BEGIN Data provided

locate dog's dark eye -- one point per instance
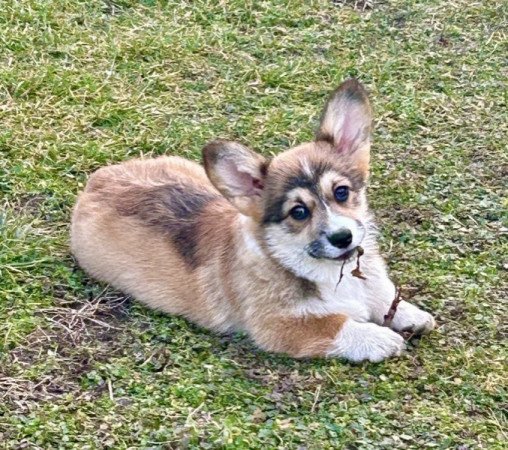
(299, 213)
(341, 193)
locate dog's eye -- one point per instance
(299, 213)
(341, 193)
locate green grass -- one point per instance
(88, 83)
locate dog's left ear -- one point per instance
(346, 122)
(238, 173)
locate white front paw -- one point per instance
(366, 342)
(409, 317)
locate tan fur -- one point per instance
(160, 231)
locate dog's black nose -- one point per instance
(341, 239)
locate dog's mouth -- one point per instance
(346, 256)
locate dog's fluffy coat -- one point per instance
(220, 247)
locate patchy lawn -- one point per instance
(87, 83)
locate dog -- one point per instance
(254, 244)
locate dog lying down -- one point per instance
(254, 244)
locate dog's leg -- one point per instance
(334, 335)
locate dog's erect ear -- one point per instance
(346, 121)
(238, 173)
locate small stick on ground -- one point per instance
(393, 308)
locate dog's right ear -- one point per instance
(238, 173)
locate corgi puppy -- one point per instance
(254, 244)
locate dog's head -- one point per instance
(309, 203)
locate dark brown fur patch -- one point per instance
(173, 209)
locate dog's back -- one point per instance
(150, 222)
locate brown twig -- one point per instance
(341, 275)
(388, 318)
(356, 272)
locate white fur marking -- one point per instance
(366, 342)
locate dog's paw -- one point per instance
(411, 318)
(358, 342)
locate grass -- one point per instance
(88, 83)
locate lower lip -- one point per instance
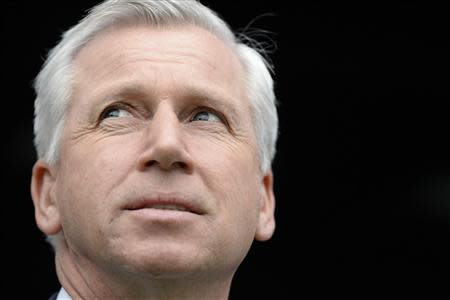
(162, 215)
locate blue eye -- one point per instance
(206, 116)
(115, 112)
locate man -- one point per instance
(155, 131)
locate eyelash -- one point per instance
(129, 108)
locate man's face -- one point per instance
(158, 167)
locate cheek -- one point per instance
(87, 177)
(233, 176)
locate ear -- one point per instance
(266, 225)
(45, 205)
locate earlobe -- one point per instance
(42, 192)
(266, 225)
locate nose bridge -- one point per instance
(165, 146)
(165, 123)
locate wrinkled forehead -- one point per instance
(194, 58)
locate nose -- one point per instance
(165, 144)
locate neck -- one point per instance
(84, 280)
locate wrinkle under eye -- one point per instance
(206, 116)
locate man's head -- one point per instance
(154, 151)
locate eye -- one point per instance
(206, 116)
(115, 112)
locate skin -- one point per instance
(157, 115)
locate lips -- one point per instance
(162, 202)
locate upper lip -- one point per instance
(182, 202)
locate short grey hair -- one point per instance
(54, 83)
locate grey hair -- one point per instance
(53, 85)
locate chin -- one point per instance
(164, 262)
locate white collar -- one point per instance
(62, 295)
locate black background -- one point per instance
(362, 171)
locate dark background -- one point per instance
(362, 171)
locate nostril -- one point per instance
(181, 165)
(150, 163)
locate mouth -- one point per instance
(165, 204)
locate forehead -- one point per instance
(170, 58)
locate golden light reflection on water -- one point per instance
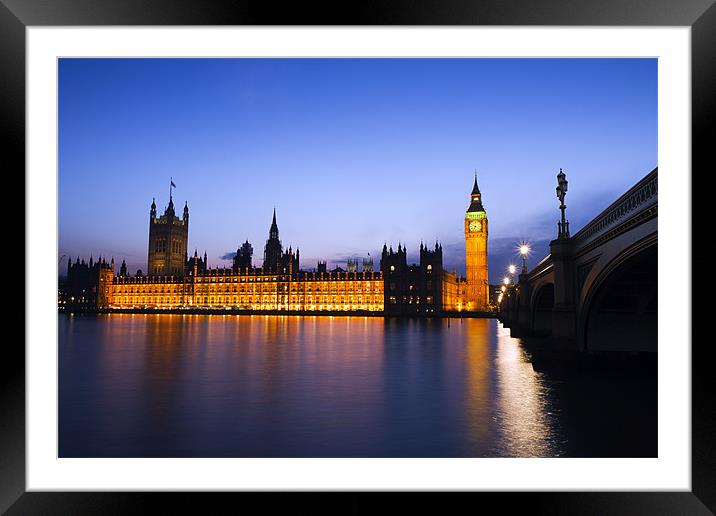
(523, 409)
(254, 385)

END Data provided

Give every line from the one containing "locate upper lip -- one point per instance" through the end of the data as a JSON list of strings, one string per line, omitting blank lines and the pictures.

[
  "locate upper lip -- one point per instance",
  "(182, 202)",
  "locate short grey hair -- one point per instance",
  "(54, 83)",
  "locate grey hair -- one point per instance",
  "(53, 85)",
  "locate chin -- one point per instance",
  "(164, 262)",
  "locate white collar -- one point per instance",
  "(62, 295)",
  "locate black background -- one point per instance",
  "(362, 171)",
  "locate dark background -- one point per instance",
  "(362, 171)",
  "locate nostril -- one point per instance",
  "(181, 165)",
  "(150, 163)",
  "locate mouth -- one point per instance",
  "(165, 204)",
  "locate forehead -- one point per instance",
  "(170, 58)",
  "locate golden light reflection on water -- one point per instance",
  "(523, 409)",
  "(254, 385)"
]